[Dataset rows]
──────────────────────────────
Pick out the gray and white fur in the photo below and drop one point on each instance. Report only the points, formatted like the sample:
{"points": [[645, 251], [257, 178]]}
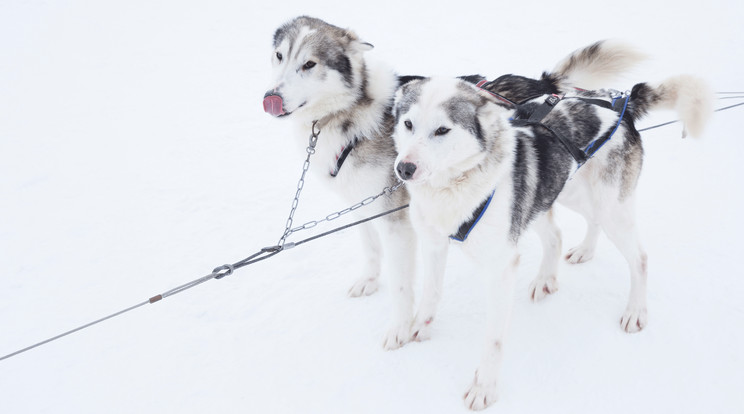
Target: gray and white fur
{"points": [[457, 145], [322, 73]]}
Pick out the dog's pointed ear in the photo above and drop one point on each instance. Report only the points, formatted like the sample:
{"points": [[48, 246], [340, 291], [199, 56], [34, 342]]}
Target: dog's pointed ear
{"points": [[355, 43], [361, 47]]}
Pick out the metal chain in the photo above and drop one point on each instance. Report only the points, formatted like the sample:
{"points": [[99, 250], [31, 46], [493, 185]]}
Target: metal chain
{"points": [[301, 183], [289, 230], [337, 214]]}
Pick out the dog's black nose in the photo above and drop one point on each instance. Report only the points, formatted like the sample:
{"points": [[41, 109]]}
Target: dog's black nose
{"points": [[406, 170]]}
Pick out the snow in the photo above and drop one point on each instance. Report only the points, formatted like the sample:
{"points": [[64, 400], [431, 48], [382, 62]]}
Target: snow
{"points": [[135, 157]]}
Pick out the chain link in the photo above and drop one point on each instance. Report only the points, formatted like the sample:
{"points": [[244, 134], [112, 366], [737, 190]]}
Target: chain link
{"points": [[289, 230]]}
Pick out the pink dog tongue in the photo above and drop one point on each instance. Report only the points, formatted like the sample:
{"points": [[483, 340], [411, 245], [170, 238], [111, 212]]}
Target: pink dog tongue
{"points": [[273, 105]]}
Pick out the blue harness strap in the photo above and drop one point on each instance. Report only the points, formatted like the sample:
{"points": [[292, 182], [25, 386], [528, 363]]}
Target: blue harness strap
{"points": [[619, 104], [618, 101], [468, 226]]}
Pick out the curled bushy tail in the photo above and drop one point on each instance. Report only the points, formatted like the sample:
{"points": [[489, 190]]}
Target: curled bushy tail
{"points": [[687, 95], [595, 65]]}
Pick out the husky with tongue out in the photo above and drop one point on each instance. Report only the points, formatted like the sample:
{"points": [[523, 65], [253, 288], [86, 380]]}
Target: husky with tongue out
{"points": [[321, 74]]}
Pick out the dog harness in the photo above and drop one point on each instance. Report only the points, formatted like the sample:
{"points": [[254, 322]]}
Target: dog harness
{"points": [[340, 158], [468, 226], [618, 103]]}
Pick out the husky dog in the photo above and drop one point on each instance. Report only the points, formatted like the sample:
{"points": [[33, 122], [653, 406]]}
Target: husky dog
{"points": [[464, 153], [321, 74]]}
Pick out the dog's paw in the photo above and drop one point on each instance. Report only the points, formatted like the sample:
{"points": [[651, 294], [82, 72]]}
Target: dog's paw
{"points": [[580, 254], [421, 329], [480, 396], [363, 287], [396, 337], [634, 320], [543, 286]]}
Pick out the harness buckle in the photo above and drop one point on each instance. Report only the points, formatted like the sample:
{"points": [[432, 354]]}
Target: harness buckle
{"points": [[553, 100]]}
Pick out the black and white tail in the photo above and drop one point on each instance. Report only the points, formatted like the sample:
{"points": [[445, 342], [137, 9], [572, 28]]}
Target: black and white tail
{"points": [[594, 66]]}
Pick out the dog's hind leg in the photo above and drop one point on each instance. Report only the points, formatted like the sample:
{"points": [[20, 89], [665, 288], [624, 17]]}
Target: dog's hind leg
{"points": [[620, 226], [546, 281], [585, 251], [368, 283]]}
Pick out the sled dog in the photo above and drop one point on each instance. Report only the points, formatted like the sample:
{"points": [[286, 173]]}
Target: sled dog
{"points": [[482, 171], [321, 73]]}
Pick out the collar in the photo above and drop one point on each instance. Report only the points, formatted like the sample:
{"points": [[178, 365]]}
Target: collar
{"points": [[341, 157], [468, 226]]}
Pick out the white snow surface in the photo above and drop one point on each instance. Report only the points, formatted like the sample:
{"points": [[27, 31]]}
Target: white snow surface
{"points": [[135, 156]]}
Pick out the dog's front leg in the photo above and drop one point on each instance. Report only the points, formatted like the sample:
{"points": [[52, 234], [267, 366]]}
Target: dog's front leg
{"points": [[367, 284], [483, 390], [434, 259], [400, 264]]}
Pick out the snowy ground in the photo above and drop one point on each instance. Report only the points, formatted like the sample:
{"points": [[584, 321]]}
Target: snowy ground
{"points": [[135, 156]]}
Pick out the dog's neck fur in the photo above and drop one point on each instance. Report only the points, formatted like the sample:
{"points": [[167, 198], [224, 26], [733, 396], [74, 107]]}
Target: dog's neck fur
{"points": [[367, 104], [458, 197]]}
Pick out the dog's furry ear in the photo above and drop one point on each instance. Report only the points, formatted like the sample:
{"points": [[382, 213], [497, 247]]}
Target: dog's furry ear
{"points": [[363, 46], [405, 96], [356, 44]]}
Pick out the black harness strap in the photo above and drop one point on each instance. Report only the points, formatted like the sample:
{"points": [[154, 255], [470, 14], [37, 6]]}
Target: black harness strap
{"points": [[342, 157], [467, 227]]}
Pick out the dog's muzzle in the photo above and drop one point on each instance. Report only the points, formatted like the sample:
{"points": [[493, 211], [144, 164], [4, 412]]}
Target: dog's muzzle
{"points": [[406, 170], [274, 105]]}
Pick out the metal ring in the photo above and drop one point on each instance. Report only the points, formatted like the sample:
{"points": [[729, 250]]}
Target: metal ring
{"points": [[217, 270]]}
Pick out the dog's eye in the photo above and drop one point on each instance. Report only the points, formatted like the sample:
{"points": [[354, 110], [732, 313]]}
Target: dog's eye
{"points": [[441, 131], [308, 65]]}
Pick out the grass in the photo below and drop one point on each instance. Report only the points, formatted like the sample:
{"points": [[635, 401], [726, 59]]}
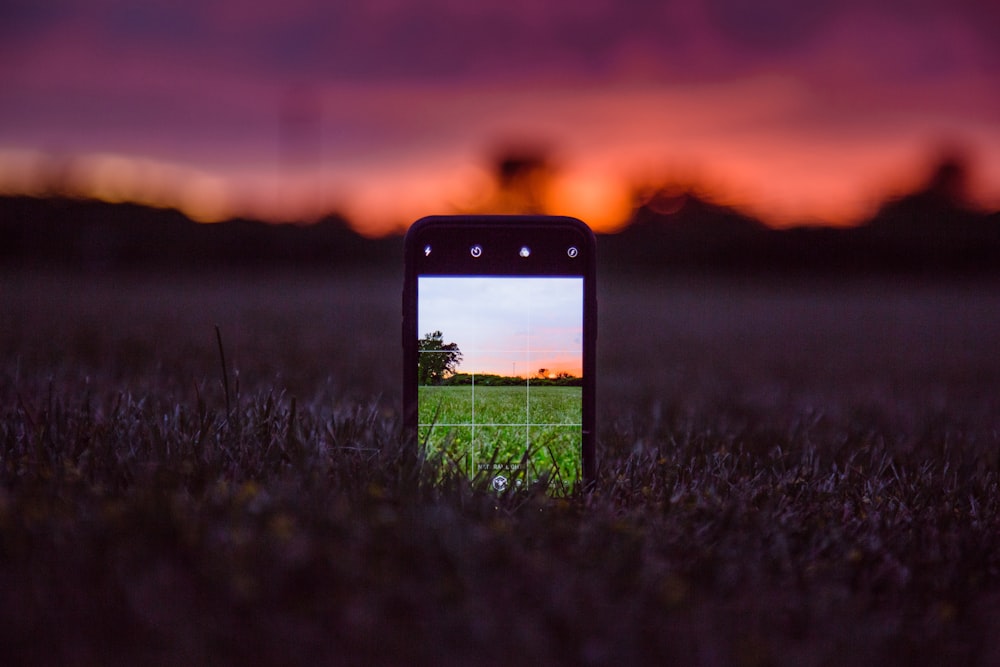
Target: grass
{"points": [[799, 474], [502, 440]]}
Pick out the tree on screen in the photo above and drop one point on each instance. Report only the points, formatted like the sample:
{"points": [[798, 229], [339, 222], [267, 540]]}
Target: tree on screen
{"points": [[437, 359]]}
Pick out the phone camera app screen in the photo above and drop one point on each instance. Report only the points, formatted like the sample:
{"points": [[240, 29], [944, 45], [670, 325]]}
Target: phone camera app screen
{"points": [[500, 377]]}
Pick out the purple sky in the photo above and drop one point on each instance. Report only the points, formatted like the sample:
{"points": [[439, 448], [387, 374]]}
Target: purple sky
{"points": [[389, 109]]}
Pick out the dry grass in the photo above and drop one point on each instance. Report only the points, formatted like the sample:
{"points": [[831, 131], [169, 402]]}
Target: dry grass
{"points": [[802, 475]]}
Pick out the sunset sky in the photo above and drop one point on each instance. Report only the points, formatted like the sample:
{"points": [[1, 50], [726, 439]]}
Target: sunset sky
{"points": [[506, 326], [387, 110]]}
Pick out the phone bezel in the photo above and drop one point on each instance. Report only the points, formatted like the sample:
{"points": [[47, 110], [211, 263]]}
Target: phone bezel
{"points": [[502, 237]]}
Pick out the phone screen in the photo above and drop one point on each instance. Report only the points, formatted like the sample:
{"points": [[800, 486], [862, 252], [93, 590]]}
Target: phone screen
{"points": [[501, 348]]}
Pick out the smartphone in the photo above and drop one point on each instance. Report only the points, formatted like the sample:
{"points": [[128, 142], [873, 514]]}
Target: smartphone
{"points": [[499, 334]]}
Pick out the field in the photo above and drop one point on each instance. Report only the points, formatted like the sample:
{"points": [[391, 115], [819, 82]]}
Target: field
{"points": [[794, 472], [503, 435]]}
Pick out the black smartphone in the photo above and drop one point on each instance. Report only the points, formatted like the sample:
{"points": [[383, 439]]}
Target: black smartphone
{"points": [[499, 329]]}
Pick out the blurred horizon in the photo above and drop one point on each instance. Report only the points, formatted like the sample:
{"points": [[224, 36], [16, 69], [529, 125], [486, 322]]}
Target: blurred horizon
{"points": [[388, 111]]}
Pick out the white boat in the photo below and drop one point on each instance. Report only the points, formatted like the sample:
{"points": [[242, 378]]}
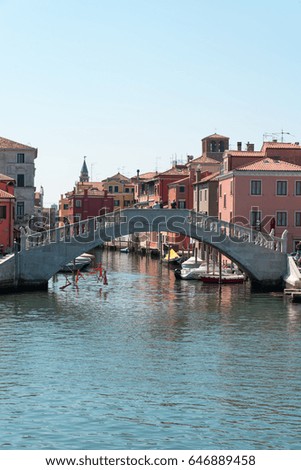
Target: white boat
{"points": [[192, 273], [224, 278], [78, 264]]}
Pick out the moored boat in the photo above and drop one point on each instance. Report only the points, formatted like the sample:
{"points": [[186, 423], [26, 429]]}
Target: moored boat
{"points": [[224, 278], [78, 264]]}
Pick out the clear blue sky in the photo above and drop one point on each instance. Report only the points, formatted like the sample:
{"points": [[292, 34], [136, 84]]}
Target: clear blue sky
{"points": [[133, 83]]}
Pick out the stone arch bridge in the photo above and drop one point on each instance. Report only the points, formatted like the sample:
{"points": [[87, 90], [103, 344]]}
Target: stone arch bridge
{"points": [[261, 256]]}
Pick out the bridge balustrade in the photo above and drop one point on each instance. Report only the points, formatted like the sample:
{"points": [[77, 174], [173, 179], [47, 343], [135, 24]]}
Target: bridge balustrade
{"points": [[69, 232]]}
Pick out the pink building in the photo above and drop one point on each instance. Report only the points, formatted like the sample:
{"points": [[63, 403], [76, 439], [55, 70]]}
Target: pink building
{"points": [[7, 213], [265, 194]]}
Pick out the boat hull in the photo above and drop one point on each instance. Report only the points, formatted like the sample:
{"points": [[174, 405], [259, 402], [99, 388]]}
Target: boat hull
{"points": [[216, 279]]}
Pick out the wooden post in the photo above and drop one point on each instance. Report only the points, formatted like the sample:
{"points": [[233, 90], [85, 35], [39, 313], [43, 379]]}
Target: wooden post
{"points": [[160, 246]]}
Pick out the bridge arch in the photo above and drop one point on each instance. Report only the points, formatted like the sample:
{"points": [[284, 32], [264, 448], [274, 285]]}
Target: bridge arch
{"points": [[262, 256]]}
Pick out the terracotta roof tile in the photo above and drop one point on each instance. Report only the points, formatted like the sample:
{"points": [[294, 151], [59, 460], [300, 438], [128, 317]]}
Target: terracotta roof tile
{"points": [[280, 145], [5, 195], [215, 136], [182, 180], [178, 170], [5, 178], [212, 177], [6, 144], [205, 159], [242, 153], [148, 175], [269, 164]]}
──────────────────────────────
BRIEF:
Using the material above, reproduce exactly the line that contains "Pick out the wooden" and all lines after it through the last one, and only those.

COMPLETE OUTPUT:
Pick out the wooden post in the photo above and drop one point on each instance. Report only the points, formatted like the sample:
{"points": [[233, 90], [85, 35], [39, 313], [43, 379]]}
Target: wooden post
{"points": [[160, 246]]}
Pick out the bridge arch in the photo above and drop one point on each instance. Report only the points, formatted like the sample:
{"points": [[284, 32], [264, 448], [274, 285]]}
Target: bridge arch
{"points": [[262, 256]]}
Pick out the terracotta roof tile in the photo above and drop one point on each instance. Report only the points, formatted like the sample:
{"points": [[294, 151], [59, 460], [300, 438], [128, 317]]}
Target: terracotta roof tile
{"points": [[280, 145], [5, 195], [215, 136], [182, 180], [178, 170], [5, 178], [212, 177], [6, 144], [205, 159], [242, 153], [148, 175], [269, 164]]}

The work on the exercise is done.